14 maio 2019

Individualismo explícito


Cidadania distorcida
Luciano Siqueira

O jovem casal chama a atenção pela agilidade com que transita entre as gôndolas do supermercado de vias estreitas e muitos carrinhos em circulação. 
Eu mesmo, que há décadas me especializei em empurrar o carrinho (e depois dirigir nosso veículo com as compras), já que comprar propriamente não é minha especialidade, sempre encontro dificuldade em contornar os que estacionam justo na minha frente ou se aproximam em sentido contrário. 
Aquele jovem casal se mostra hábil ao contornar obstáculos e se posicionar onde deseja.
Quando me dirigi à fila do caixa preferencial — onde se lê a relação dos "preferenciais": idosos, gestantes, mulheres com crianças de braço e portadores de deficiência - já os encontrei em minha frente. Ele de bermudas, óculos escuros, porte atlético, toda pinta de jovem saudável. Ela bem vestida, esguia, jeitão de quem frequenta a academia e nenhum sinal de que seja gestante.
Por que optam pelo caixa preferencial?

== Objetivo da tarefa ==
Transcreva do texto sobre o caixa preferencial, sem alterar nada, a passagem que vai de "O jovem casal" até "posicionar onde deseja.".

== Dados fornecidos ==
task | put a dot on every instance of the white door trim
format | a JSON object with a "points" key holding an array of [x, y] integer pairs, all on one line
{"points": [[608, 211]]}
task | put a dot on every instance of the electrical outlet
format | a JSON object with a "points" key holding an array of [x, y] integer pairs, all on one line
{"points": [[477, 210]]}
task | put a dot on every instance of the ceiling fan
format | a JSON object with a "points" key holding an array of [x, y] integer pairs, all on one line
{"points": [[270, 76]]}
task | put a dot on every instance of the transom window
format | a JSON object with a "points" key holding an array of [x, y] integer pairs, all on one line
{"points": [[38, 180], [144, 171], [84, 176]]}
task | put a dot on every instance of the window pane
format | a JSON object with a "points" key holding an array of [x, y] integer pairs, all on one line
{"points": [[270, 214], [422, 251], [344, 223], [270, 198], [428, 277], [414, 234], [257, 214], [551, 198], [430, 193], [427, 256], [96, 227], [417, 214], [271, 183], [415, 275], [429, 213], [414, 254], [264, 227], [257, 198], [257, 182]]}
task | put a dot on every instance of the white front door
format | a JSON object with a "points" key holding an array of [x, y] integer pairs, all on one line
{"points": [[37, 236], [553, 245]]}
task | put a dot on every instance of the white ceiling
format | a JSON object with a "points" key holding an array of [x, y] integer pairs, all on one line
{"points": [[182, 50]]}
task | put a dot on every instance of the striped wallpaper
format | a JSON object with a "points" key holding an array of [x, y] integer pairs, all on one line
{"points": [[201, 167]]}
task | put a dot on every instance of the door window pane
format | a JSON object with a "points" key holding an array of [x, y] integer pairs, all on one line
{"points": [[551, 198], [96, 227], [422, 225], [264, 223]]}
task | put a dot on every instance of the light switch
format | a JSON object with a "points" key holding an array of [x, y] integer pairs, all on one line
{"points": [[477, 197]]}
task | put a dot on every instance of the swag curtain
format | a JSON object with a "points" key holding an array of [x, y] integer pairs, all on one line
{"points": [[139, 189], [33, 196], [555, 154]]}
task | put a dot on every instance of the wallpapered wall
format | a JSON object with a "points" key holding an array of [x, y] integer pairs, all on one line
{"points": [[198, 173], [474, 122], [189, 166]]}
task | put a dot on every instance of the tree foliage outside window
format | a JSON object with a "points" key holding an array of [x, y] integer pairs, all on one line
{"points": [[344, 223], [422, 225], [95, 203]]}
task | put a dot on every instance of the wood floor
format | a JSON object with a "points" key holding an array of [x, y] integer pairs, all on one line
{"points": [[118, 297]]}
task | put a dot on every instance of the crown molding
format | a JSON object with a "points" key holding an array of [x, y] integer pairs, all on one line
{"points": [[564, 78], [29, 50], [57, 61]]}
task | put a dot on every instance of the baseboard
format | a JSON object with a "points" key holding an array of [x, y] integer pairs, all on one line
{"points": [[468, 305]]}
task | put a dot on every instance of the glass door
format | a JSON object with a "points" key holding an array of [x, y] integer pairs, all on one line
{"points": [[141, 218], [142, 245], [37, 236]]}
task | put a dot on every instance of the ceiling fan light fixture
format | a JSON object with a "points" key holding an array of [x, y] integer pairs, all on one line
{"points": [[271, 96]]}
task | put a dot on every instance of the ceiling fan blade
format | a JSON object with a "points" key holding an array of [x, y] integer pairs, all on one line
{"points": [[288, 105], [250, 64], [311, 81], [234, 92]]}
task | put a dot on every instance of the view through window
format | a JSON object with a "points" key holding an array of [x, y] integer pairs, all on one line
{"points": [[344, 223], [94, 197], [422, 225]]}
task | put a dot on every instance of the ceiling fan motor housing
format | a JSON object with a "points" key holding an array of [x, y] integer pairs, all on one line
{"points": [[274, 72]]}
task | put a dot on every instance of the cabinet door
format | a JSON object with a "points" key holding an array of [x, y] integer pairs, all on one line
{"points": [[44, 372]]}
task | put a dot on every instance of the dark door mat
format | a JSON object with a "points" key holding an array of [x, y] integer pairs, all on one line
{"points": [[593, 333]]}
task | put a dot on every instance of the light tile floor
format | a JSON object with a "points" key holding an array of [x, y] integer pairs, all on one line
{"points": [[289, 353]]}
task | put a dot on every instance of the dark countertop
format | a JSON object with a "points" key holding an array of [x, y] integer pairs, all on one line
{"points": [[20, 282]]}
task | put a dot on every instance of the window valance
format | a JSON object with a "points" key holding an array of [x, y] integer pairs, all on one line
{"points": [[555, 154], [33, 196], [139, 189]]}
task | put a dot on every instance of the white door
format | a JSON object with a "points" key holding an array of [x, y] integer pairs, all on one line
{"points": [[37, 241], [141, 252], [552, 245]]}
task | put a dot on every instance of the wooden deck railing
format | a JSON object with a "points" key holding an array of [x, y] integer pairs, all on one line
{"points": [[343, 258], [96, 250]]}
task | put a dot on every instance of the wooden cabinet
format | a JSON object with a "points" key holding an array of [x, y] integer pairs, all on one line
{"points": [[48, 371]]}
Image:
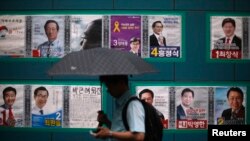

== Resultado do exercício ==
O jovem casal chama a atenção pela agilidade com que transita entre as gôndolas do supermercado de vias estreitas e muitos carrinhos em circulação. 
Eu mesmo, que há décadas me especializei em empurrar o carrinho (e depois dirigir nosso veículo com as compras), já que comprar propriamente não é minha especialidade, sempre encontro dificuldade em contornar os que estacionam justo na minha frente ou se aproximam em sentido contrário. 
Aquele jovem casal se mostra hábil ao contornar obstáculos e se posicionar onde deseja.